Record set:
=== Begin Enclosure ===

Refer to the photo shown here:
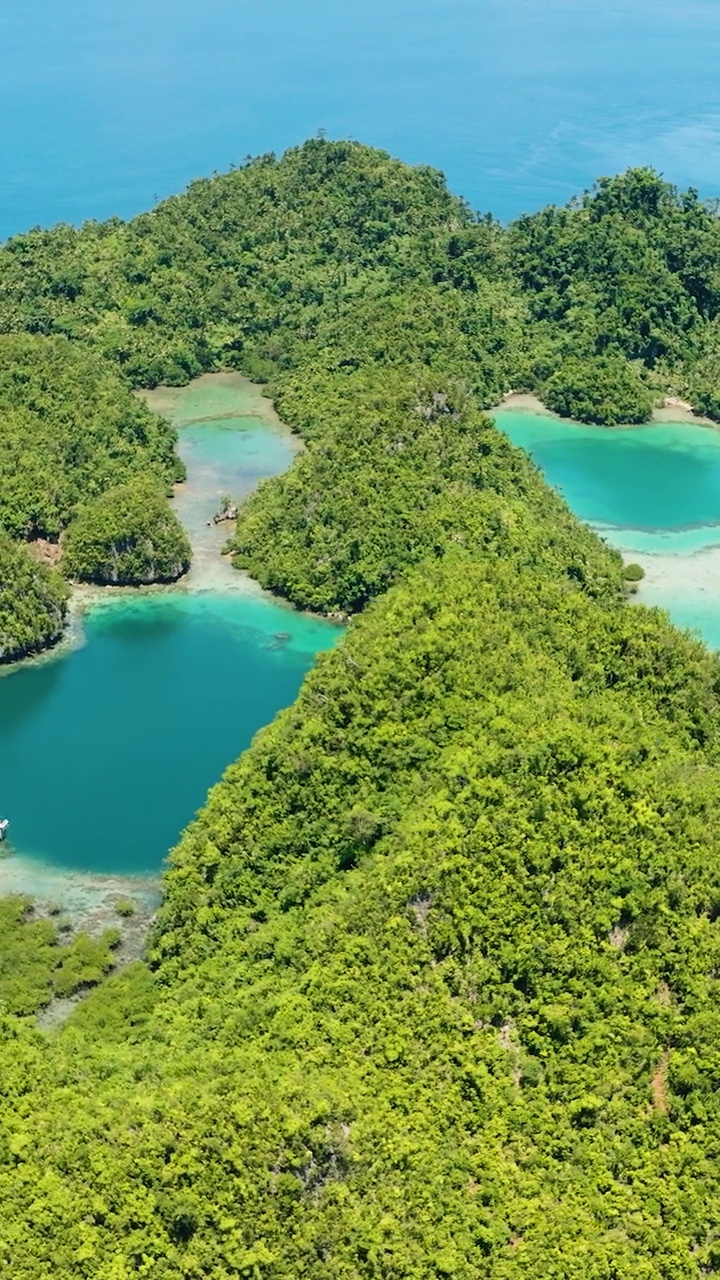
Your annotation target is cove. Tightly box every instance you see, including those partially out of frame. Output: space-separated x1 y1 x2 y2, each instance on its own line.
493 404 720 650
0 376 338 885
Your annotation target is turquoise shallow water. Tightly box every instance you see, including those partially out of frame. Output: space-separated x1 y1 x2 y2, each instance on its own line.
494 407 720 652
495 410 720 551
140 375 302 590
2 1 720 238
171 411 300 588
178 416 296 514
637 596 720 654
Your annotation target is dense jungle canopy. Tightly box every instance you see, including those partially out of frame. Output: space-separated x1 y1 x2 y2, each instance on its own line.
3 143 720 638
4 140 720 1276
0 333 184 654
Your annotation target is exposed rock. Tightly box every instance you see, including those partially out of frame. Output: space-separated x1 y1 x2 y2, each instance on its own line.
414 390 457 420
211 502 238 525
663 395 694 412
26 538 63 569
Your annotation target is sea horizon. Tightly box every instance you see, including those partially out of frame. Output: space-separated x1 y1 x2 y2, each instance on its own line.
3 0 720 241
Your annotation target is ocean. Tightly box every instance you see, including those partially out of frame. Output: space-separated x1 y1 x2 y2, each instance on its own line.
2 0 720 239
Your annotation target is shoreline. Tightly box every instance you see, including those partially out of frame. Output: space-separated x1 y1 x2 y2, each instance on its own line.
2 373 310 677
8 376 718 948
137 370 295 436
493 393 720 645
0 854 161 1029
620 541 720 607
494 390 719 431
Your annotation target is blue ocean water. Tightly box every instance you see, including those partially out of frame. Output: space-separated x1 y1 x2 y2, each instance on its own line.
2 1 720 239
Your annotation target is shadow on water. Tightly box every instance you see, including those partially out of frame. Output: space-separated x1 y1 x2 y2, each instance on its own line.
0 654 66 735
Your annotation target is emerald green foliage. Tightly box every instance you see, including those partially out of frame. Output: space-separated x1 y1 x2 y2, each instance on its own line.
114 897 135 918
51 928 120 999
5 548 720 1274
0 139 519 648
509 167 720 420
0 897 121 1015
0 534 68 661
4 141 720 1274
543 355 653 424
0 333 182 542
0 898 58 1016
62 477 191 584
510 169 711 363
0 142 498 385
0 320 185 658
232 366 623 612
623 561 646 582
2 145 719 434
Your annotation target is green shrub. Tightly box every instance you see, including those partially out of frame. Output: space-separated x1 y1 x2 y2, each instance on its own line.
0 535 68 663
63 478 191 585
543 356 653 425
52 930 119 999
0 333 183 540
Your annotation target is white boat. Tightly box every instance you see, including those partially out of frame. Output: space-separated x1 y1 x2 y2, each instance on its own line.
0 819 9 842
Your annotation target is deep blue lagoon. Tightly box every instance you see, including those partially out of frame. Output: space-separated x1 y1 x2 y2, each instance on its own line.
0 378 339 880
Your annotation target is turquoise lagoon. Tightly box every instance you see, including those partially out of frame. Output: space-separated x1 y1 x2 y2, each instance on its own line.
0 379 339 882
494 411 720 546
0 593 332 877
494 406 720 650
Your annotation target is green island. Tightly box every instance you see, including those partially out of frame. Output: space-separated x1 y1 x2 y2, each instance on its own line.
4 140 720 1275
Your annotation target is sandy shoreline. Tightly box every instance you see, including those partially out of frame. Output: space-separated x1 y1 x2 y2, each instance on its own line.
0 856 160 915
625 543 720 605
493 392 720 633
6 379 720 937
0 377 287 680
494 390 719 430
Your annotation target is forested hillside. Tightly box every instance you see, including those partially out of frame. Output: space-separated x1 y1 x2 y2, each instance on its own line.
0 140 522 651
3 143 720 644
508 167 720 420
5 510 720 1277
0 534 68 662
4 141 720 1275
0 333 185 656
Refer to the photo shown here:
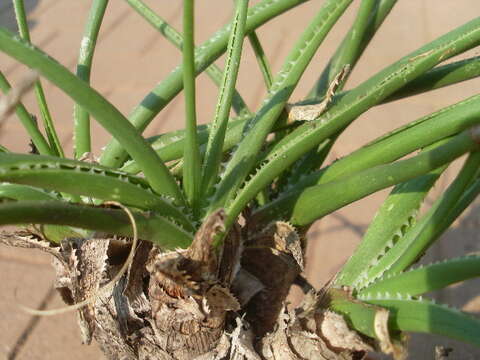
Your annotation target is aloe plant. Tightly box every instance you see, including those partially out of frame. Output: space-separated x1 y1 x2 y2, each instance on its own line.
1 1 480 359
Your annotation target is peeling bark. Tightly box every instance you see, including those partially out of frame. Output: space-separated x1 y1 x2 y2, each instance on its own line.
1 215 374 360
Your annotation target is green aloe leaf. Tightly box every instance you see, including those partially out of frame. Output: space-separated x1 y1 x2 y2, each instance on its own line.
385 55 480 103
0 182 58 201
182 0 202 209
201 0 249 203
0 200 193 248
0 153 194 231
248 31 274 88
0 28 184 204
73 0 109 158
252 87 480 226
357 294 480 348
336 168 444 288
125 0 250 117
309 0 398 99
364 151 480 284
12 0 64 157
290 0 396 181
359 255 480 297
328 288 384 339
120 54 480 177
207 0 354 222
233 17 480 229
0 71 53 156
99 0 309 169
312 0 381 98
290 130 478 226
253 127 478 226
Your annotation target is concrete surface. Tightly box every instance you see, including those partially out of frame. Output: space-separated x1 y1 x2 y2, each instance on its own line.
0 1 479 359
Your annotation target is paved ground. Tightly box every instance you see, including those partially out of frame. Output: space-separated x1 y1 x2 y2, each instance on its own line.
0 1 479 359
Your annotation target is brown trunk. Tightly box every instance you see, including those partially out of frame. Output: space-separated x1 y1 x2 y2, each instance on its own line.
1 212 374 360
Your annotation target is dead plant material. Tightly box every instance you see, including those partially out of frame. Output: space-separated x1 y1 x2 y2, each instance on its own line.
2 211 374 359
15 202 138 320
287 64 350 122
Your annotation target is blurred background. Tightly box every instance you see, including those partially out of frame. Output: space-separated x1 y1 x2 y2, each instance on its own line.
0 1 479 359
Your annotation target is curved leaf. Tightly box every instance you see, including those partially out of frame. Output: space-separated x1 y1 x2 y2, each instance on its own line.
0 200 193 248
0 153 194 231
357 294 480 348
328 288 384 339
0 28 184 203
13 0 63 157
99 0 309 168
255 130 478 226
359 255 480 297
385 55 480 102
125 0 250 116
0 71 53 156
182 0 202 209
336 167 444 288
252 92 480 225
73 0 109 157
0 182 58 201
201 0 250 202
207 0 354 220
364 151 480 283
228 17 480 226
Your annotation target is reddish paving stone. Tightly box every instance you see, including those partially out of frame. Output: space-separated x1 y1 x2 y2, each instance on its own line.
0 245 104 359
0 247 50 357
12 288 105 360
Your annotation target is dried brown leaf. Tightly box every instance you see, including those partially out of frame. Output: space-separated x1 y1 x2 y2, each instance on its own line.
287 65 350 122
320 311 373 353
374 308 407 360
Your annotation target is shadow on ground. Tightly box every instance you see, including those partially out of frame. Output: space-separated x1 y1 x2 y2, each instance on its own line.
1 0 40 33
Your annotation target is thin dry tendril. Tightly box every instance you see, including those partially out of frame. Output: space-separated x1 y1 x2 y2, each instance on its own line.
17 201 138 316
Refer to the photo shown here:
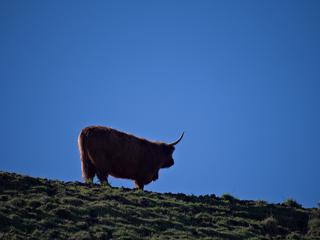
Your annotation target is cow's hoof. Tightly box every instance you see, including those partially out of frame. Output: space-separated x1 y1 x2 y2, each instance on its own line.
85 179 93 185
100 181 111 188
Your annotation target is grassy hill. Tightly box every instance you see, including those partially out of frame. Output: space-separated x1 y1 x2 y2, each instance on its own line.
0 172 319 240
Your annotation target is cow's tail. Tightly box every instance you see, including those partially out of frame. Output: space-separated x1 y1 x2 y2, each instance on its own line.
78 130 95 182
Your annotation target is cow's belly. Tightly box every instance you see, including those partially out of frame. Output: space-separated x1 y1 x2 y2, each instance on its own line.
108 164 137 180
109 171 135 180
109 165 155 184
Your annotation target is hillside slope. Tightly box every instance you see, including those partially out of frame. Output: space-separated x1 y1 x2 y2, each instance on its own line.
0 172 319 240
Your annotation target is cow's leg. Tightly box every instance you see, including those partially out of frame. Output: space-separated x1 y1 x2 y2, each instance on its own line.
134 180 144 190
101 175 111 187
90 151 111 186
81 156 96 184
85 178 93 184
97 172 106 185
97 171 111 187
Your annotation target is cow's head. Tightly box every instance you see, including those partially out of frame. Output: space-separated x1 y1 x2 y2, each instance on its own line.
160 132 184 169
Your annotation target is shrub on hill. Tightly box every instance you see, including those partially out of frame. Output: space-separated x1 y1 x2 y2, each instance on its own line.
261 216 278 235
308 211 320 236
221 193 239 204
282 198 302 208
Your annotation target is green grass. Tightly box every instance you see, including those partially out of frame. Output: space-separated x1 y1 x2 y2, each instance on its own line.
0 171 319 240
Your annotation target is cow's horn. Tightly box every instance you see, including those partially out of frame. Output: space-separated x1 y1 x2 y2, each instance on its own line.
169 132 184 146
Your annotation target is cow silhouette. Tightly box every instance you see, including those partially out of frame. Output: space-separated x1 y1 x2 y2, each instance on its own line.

=== End Enclosure ===

Task prompt:
Copy out exactly the line that holds "Your annotation target is cow's head." and all remaining lines of the listing, both the first and the last included.

Response to this exercise:
Your annotation target is cow's head. Tightly box every instance you see, including those partially out of frame. Output: space-separated x1 y1 x2 y2, each instance on its own line.
160 132 184 169
Your annotation target is shrub on hill. Tightly box every instance you see, including those partially out of frame. Output: space-separated x1 y1 x2 y2, each instance on its own line.
261 216 278 235
308 211 320 236
221 193 239 204
282 198 302 208
Your annotation target is green grass. Tightly box every instance you see, including those partially out of frame. Output: space-separated x1 y1 x2 y2, each instance on its own line.
0 171 319 240
Your annotation target is cow's horn. Tightly box every instance you see, including those partially out of frame. Output: space-separated x1 y1 x2 y2, each instance on its own line.
169 132 184 146
Your annotation target is cow silhouette. Tightly box every instance you see, including those partially out of frame. Output: space-separated x1 y1 x2 y2, each instance on its own line.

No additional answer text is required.